Working data »
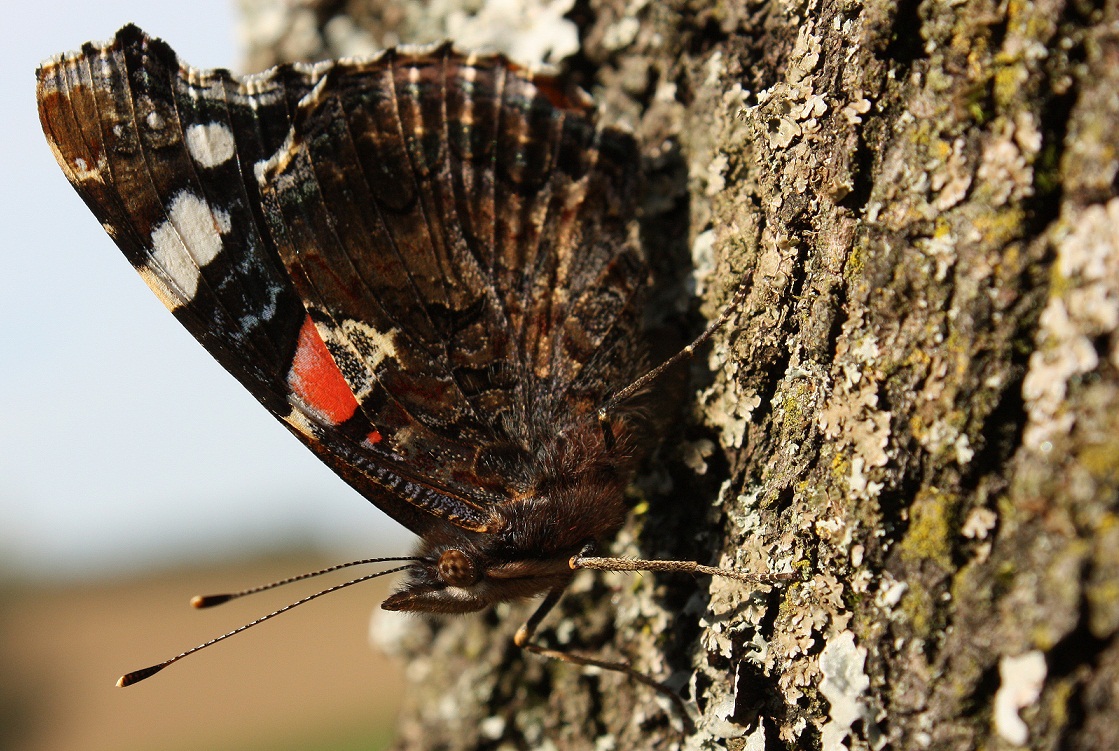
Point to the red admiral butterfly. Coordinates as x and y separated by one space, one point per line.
422 263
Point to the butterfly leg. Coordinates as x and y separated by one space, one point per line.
524 639
603 414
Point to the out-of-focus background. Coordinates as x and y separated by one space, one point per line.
135 472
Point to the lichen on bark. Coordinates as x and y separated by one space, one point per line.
915 407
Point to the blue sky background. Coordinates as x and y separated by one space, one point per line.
122 442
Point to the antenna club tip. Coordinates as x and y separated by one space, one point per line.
137 676
208 600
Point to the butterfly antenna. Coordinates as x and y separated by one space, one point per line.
210 600
626 393
137 676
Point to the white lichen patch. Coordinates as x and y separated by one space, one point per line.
528 31
1004 171
1021 683
844 685
726 407
1083 307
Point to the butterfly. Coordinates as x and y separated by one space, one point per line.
423 263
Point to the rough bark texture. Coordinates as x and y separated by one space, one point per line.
917 409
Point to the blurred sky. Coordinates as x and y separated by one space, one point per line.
122 442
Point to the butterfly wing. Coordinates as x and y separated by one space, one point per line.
378 251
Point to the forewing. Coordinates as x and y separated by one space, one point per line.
165 156
473 260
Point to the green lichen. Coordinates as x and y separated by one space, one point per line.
932 528
1101 460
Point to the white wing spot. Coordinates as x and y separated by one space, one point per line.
210 144
186 242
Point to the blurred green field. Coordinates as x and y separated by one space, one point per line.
307 681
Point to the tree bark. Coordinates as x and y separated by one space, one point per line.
915 409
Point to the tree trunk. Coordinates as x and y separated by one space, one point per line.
915 407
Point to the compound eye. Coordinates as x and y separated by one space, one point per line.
457 569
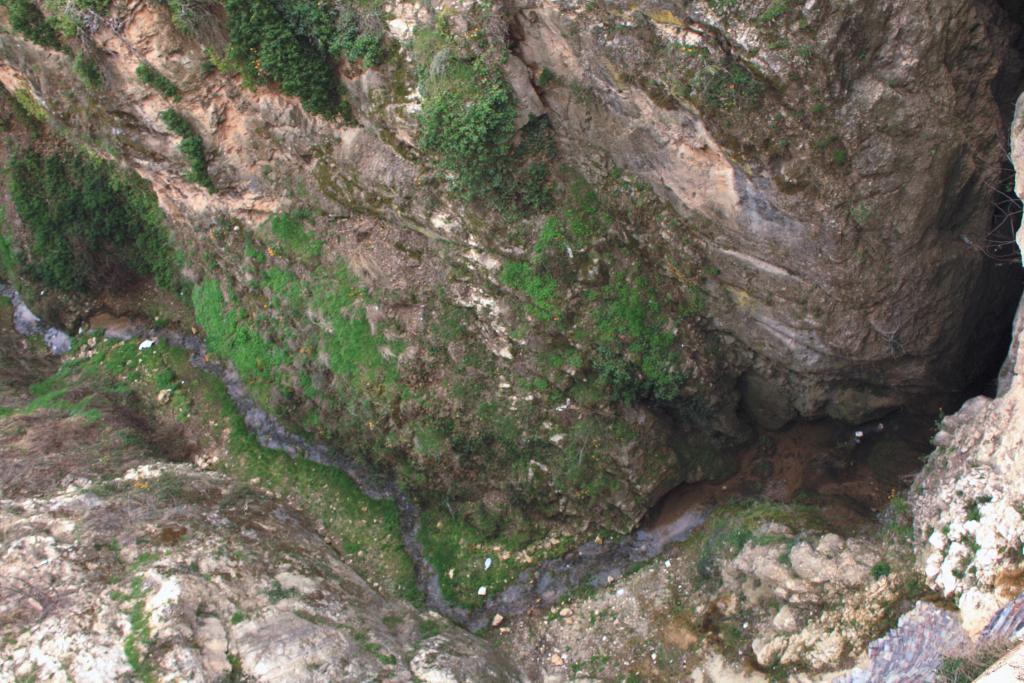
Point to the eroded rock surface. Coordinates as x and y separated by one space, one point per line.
164 571
968 502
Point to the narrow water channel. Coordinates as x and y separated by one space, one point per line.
847 471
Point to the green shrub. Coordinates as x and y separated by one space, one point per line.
27 18
541 289
87 71
91 227
467 122
637 352
293 238
8 260
285 43
881 568
148 75
192 147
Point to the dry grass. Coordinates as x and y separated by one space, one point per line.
971 665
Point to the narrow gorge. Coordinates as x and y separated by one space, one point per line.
540 341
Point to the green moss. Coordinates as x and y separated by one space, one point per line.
148 75
136 644
774 10
730 526
8 260
368 530
541 289
459 551
31 105
881 568
293 238
192 147
91 225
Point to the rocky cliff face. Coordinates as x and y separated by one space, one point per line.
749 202
122 562
968 500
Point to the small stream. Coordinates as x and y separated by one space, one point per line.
850 471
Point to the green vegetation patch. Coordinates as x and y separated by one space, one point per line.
459 551
730 526
368 530
296 45
192 147
151 76
467 121
292 237
637 350
91 225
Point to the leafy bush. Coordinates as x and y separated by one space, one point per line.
148 75
881 568
285 43
637 352
540 288
293 238
467 121
27 18
91 227
192 147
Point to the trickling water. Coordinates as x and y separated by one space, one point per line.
853 469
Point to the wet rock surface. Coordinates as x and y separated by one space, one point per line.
160 570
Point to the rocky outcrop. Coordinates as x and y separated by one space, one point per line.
969 507
852 187
770 173
164 571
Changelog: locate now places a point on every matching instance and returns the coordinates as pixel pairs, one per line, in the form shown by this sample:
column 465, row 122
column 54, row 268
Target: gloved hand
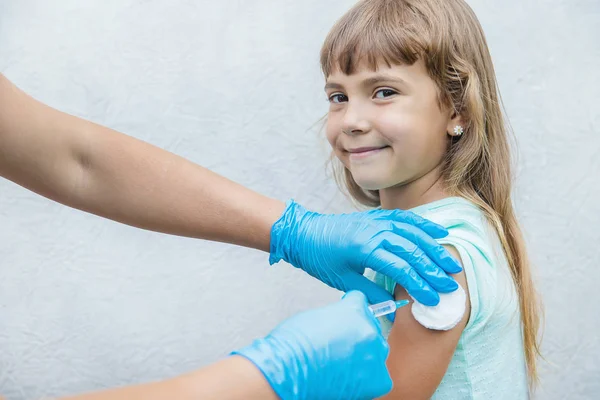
column 336, row 249
column 335, row 352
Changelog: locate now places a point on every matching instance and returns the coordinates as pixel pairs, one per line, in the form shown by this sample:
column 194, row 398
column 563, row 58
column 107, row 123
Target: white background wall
column 235, row 85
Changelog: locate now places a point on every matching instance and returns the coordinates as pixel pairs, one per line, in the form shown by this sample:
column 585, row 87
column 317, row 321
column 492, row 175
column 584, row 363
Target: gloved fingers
column 435, row 251
column 387, row 263
column 431, row 228
column 418, row 260
column 374, row 293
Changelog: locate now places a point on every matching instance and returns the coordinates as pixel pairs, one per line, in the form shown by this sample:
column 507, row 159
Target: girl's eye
column 385, row 93
column 337, row 98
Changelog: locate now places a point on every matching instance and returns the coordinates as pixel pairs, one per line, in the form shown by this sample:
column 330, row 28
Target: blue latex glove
column 336, row 249
column 335, row 352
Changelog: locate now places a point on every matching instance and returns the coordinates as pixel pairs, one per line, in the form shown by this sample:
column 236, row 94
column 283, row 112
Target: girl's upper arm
column 419, row 357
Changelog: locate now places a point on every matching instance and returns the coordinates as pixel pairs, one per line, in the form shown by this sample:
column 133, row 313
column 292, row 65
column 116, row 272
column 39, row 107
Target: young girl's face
column 386, row 126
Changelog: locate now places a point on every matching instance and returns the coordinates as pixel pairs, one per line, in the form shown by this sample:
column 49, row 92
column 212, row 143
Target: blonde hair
column 448, row 37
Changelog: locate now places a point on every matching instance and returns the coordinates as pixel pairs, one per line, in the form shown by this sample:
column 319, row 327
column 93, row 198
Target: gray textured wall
column 234, row 85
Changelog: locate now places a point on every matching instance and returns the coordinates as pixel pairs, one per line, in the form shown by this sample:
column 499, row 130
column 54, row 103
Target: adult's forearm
column 234, row 378
column 98, row 170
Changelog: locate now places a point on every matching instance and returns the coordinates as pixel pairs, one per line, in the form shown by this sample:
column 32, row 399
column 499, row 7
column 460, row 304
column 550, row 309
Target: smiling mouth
column 363, row 152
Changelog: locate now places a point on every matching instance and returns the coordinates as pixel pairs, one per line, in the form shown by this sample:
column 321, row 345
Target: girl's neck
column 423, row 190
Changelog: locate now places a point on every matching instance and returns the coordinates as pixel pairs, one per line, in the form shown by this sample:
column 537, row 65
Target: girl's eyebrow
column 368, row 82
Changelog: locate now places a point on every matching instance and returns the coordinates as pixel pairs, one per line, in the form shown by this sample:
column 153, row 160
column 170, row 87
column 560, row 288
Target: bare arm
column 419, row 357
column 234, row 378
column 98, row 170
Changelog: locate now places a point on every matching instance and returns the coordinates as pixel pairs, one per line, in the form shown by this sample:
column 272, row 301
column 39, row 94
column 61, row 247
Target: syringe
column 387, row 307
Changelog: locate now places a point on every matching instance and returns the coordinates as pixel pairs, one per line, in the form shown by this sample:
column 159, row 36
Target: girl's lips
column 364, row 152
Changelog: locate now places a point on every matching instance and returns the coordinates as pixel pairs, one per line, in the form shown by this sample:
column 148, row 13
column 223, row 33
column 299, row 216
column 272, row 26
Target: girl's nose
column 355, row 121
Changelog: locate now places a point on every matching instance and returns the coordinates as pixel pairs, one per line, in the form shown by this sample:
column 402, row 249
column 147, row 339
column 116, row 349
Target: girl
column 415, row 120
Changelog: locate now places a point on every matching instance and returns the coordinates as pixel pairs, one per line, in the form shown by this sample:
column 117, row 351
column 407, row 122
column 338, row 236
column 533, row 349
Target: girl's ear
column 456, row 125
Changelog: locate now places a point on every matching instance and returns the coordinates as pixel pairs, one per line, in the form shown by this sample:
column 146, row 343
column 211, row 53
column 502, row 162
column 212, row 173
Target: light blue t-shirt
column 489, row 360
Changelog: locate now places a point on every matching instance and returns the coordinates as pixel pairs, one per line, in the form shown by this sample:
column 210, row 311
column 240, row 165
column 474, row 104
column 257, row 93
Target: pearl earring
column 458, row 130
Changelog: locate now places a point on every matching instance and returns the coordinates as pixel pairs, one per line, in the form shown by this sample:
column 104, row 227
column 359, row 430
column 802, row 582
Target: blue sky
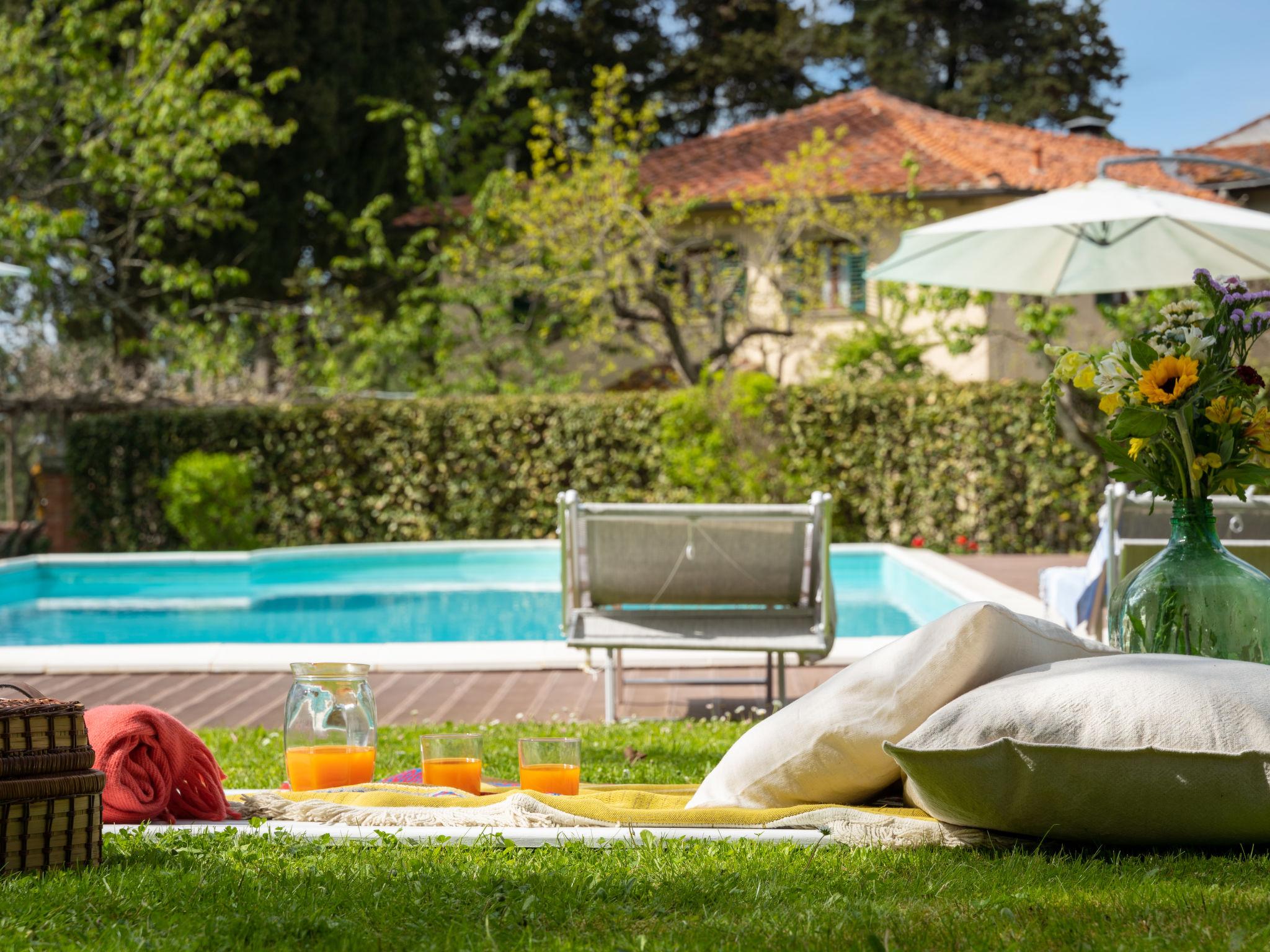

Exercise » In the copy, include no pictures; everything else in the material should be written out exactly.

Task response »
Point to the red admiral butterfly. Coordinates as x and y separated by one space, one point per line.
422 263
Point to the butterfly leg. Coordinates as x and y separated by one space, one point per line.
524 639
603 414
Point to the out-of-focus background. Coordinates as x and y separated by one space, one point per line.
135 472
Point to the lichen on bark. Coordinates as x and y separated by one space, one point per line.
915 407
Point to the blue sky background. Coordinates as x and y separated by one space, one point per line.
122 442
Point to the antenna club tip. Coordinates as x and y separated by one space, one point per line.
137 676
208 600
Point to the butterfly antenna. Coordinates as x and y separated by one space, one point per line.
210 600
626 393
137 676
Point to the white lichen patch. Coordinates as x and y separated by one space, one point per line.
528 31
1004 171
1021 683
844 685
726 407
1083 307
Point to the butterfly. Coordinates as x and y separated by one space, one point per line.
423 263
Point to the rough bark texture. Coordinates as x and y separated by one space, one point per line.
917 409
Point to the blurred sky. Coordinates as x and y separated by one space, one point per line.
122 442
Point to the butterfly wing. Coordinates as x and y separated by one space, one point per line.
378 251
Point to the forewing. Coordinates as x and y separated by one space, one point per line.
165 156
473 260
Point to the green lichen. Coordinates as x and y separated by one space, one point per line.
932 528
1101 460
Point to the white wing spot. Coordinates as x and y separated by one space, one point per line.
210 144
186 242
Point to the blurred green field. Coordinates as x and y separated by one space, one point per line.
307 681
Point to the tree bark. Coordinates as x and y separated by one space, one point per line.
915 409
Point to the tree trunk. Coordinates as x and y separated by one space, one point per line.
915 407
Point to the compound eye. Coordinates as x and y separated by one space, one point per line.
457 569
Point to the eroded rock surface. Coordinates as x and y separated by one space, one point per line.
164 571
968 502
Point to the narrow water channel. Coordinates as x and y separated by one space, one point per line.
847 471
Point to the green shrub. Coordinates as x and y separated by one space, one point per line.
27 18
541 289
87 71
91 227
467 122
637 352
293 238
8 260
285 43
881 568
148 75
192 147
Point to the dry grass. Coordinates as x and y separated by one space, one point per line.
971 665
Point to the narrow gorge. Coordinates as x and y separated by one space, one point per line.
540 341
Point to the green moss. Coordinates as x and y separated by one space, one point per line.
148 75
136 644
774 10
730 526
8 260
368 530
541 289
459 551
31 105
881 568
293 238
192 147
91 225
Point to the rocky cliff face. Coordinates as x and y separated by one space, one point per line.
749 202
122 562
968 500
Point to the small stream. Coordinates as x and y separated by one space, one point per line.
850 471
Point to the green vegetation patch. Coordinates as x and y separated by one space, one point per line.
459 551
730 526
368 530
296 45
192 147
151 76
467 121
292 237
637 350
91 225
Point to the leafy bush. Coordinates as x and y separated by one space, one point per line.
148 75
881 568
285 43
637 352
540 288
293 238
467 121
27 18
91 227
192 147
Point to the trickling water. Coordinates as x and y separated by one space, one point per line.
853 469
Point to the wet rock surface. Coordinates as x and y separated by one space, one point per line.
160 570
Point to the rocky outcrop. Coordinates as x and y separated by one space, one point per line.
969 507
852 187
770 173
164 571
Changelog: locate now places a point on every matching instance and returns the coordinates as pixel pairs, one per line, in the form shown by this sample:
column 465, row 122
column 54, row 268
Target: gloved hand
column 336, row 249
column 335, row 352
Changelog: locate now places a point on every matching instance and returns the coordinates as pixel pairs, one per line, in the form shown by this sample:
column 194, row 398
column 563, row 58
column 107, row 123
Target: white background wall
column 235, row 85
Changelog: locate now places a point on every matching instance and returns the coordinates as pixel pairs, one per line, in the form shown by this sample:
column 585, row 87
column 317, row 321
column 492, row 175
column 584, row 363
Target: gloved fingers
column 435, row 251
column 387, row 263
column 431, row 228
column 418, row 260
column 374, row 293
Changelog: locate now places a point on every matching instance and returns the coordinates as pixel pairs, one per line, in the form shown by this sample:
column 507, row 159
Target: girl's eye
column 385, row 93
column 337, row 98
Changelog: locate now places a point on every matching instance and returns the coordinates as pixel pairs, one per line, in the form shown by this sample:
column 330, row 28
Target: blue latex glove
column 336, row 249
column 335, row 352
Changelog: locate now places a point on every matching instance and returns the coordinates as pixel pairs, one per line, in the form shown by this sample:
column 236, row 94
column 283, row 112
Target: girl's upper arm
column 419, row 357
Changelog: locate now places a point on every matching instance and returns the coordinates as pixel pairs, one per line, in the form shown by this sample:
column 133, row 313
column 292, row 65
column 116, row 272
column 39, row 107
Target: young girl's face
column 386, row 126
Changelog: locate now places a point on every matching instance and returns the coordinates as pixel pairs, one per line, in the form shown by this sample:
column 49, row 92
column 212, row 143
Target: blonde hair
column 448, row 37
Changelog: locate now places a point on every matching instance and returns the coordinates as pixel pairs, one per line, in the form shown by this sample:
column 319, row 327
column 93, row 198
Target: gray textured wall
column 234, row 85
Changelog: locate now places a point on every matching instance and returns the coordinates as pixel pairs, one per line, in the form shown by this sample:
column 499, row 130
column 54, row 103
Target: adult's forearm
column 234, row 378
column 98, row 170
Changelog: locate now places a point on every matching instance and returns the coordinates as pixel pairs, one per line, in the form shown by this sample:
column 32, row 399
column 499, row 7
column 460, row 304
column 550, row 309
Target: smiling mouth
column 363, row 152
Changelog: locate now places a point on every matching instance and returns the coordinates as pixel pairs, one per line, in the form shown by this sample:
column 321, row 345
Target: girl's neck
column 423, row 190
Changelog: locate now places a point on every matching instance and returns the coordinates as pixel pairs, one per line, in the form shown by this sample:
column 537, row 65
Target: girl's eyebrow
column 368, row 82
Changelog: locate now places a point on every matching instance and returns the coordinates as pixel pairs, one per line, in the form shown by this sample:
column 153, row 160
column 170, row 87
column 560, row 288
Target: bare arm
column 419, row 357
column 234, row 378
column 98, row 170
Changelog: locate now places a point on every matching instance and returns the coordinates as pixel pairs, one per line, in the form shown by this sample:
column 272, row 301
column 39, row 94
column 61, row 247
Target: syringe
column 387, row 307
Changelog: locate now places a point on every matching instance and returns the coordinates as pixel pairs, one per line, in the form shown by this sample:
column 159, row 36
Target: girl's lips
column 364, row 152
Changelog: locate now places a point on every matching instance and returns the coordinates as pixel pairs, one per line, in the form shown by this sample:
column 148, row 13
column 223, row 33
column 299, row 216
column 272, row 26
Target: girl's nose
column 355, row 121
Changelog: locate now places a point on every matching instance and returns the coordinates as pixel pairs, one per line, in the form shown by this sample:
column 402, row 249
column 147, row 339
column 116, row 349
Target: girl
column 415, row 120
Changelog: locate now places a point on every matching instance and returns the coordinates as pixel pairs, one per line, in the form shown by this sample:
column 117, row 351
column 407, row 122
column 338, row 236
column 533, row 349
Target: girl's ear
column 456, row 125
Changelog: locate now places a point on every matching instance and returns the coordinates as pixel pairs, one per line, in the form shown by this sample:
column 146, row 343
column 211, row 53
column 502, row 162
column 212, row 173
Target: light blue t-shirt
column 489, row 360
Changelog: locate now places a point on every matching instance and returns the coordinates as pixel pairs, one per line, in the form shown by this sample:
column 210, row 311
column 240, row 165
column 474, row 104
column 257, row 93
Target: pearl earring
column 458, row 130
Changelog: locate now places a point on every matching instance and returns the coordinates as pixel pairs, one per line, in the form shown by this sample:
column 104, row 227
column 359, row 430
column 802, row 582
Target: blue sky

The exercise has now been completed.